■ **The problem**: Reproduce the data below verbatim, everything from the line containing "Ground breast pocket." down to the end.

Entries from a dataset
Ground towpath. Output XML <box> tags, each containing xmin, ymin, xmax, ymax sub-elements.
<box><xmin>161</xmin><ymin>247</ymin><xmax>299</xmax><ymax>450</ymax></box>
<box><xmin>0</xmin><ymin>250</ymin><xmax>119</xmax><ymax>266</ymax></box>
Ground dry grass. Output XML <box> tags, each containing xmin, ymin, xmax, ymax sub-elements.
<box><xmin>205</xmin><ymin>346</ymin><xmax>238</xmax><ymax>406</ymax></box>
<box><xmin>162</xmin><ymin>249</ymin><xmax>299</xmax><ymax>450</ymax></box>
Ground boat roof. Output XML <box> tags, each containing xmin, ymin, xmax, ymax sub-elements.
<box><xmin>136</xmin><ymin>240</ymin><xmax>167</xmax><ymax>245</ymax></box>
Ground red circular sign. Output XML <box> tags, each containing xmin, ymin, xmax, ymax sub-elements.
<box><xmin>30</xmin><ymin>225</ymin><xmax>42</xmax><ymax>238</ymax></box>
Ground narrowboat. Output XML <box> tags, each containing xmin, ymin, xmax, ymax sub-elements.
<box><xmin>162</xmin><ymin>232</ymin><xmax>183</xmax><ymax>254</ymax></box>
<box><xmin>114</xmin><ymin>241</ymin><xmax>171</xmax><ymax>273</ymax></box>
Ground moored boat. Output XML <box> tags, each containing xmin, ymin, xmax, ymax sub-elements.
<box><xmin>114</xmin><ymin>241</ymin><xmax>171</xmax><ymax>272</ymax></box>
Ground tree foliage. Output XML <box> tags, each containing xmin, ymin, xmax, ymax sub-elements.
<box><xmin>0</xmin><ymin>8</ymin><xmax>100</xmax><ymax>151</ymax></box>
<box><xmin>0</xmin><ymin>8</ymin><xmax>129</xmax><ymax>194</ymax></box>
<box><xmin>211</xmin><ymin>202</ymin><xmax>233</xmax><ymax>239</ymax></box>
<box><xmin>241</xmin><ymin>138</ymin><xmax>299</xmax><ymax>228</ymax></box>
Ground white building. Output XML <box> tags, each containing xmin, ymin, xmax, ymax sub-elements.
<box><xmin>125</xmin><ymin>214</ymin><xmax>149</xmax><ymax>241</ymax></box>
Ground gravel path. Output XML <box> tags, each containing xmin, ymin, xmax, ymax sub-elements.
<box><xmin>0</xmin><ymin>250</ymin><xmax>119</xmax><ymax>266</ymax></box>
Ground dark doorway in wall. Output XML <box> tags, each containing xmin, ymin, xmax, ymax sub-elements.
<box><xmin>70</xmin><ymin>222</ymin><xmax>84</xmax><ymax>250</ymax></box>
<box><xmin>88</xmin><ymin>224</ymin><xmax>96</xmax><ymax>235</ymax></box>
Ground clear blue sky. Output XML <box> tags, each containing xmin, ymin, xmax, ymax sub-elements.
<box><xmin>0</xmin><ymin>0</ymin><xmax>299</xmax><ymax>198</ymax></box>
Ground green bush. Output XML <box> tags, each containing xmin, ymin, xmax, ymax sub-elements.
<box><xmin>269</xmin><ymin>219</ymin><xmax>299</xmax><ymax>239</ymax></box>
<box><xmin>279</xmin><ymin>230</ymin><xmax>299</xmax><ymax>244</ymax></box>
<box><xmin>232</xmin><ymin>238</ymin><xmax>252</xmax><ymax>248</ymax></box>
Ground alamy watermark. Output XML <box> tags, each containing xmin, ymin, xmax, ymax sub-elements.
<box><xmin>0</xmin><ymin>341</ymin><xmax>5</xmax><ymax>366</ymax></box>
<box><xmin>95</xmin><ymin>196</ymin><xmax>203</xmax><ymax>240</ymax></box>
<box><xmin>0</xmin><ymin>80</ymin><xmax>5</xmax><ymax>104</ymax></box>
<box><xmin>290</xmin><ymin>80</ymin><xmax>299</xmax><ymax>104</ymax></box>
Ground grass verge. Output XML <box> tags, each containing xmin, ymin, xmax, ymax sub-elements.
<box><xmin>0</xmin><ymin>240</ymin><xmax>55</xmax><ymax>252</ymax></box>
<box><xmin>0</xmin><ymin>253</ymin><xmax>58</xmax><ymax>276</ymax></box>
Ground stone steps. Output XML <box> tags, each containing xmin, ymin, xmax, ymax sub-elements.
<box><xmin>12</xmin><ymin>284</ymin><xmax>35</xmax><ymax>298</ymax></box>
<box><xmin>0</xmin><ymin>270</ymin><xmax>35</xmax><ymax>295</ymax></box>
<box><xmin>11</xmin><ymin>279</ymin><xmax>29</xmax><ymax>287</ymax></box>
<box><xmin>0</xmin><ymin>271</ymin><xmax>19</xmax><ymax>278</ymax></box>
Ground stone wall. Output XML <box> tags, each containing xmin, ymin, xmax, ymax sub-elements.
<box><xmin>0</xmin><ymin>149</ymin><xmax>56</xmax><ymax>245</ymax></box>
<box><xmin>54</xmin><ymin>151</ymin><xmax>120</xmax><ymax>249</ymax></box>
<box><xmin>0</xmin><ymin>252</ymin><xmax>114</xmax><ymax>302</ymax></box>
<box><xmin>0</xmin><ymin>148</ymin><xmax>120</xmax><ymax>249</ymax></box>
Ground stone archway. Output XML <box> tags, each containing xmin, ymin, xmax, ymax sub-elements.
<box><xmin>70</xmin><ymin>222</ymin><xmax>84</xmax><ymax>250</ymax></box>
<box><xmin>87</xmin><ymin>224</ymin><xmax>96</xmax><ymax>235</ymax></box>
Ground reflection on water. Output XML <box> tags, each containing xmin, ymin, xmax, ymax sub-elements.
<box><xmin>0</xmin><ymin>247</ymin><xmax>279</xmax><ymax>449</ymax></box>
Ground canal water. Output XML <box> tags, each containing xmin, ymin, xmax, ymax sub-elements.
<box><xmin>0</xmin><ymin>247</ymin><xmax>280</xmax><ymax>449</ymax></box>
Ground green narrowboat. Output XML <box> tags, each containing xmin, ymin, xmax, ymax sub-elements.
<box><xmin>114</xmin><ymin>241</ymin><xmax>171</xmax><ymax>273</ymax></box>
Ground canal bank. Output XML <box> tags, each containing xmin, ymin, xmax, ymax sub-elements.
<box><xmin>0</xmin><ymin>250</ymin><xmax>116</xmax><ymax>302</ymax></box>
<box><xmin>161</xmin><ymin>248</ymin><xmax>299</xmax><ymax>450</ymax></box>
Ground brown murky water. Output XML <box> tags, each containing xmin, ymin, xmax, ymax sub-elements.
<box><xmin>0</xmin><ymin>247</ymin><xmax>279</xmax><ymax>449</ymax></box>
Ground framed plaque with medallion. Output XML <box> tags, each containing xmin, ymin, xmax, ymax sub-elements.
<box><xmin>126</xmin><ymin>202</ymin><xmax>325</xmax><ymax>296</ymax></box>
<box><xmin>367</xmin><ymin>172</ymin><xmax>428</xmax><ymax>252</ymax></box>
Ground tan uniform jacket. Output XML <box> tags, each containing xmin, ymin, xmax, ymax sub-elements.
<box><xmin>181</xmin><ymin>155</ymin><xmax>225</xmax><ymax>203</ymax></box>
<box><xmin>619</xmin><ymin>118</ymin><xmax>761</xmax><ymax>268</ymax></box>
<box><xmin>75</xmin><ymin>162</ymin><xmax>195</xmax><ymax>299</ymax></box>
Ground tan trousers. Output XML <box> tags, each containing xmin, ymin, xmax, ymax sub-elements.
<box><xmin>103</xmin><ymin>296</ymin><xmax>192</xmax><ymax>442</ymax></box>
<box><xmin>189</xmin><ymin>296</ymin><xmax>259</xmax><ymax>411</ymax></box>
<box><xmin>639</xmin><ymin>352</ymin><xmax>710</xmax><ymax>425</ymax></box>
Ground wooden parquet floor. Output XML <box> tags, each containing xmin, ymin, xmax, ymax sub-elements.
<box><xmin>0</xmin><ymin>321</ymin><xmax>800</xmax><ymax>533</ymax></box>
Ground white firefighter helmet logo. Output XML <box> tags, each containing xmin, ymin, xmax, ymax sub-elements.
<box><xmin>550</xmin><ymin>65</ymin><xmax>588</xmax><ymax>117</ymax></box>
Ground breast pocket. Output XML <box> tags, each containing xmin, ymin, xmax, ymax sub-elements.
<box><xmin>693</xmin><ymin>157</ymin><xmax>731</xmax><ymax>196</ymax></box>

■ **Problem solution**:
Ground breast pocket. Output XML <box> tags, each containing xmin, ymin, xmax, ymax sub-elements.
<box><xmin>693</xmin><ymin>157</ymin><xmax>731</xmax><ymax>196</ymax></box>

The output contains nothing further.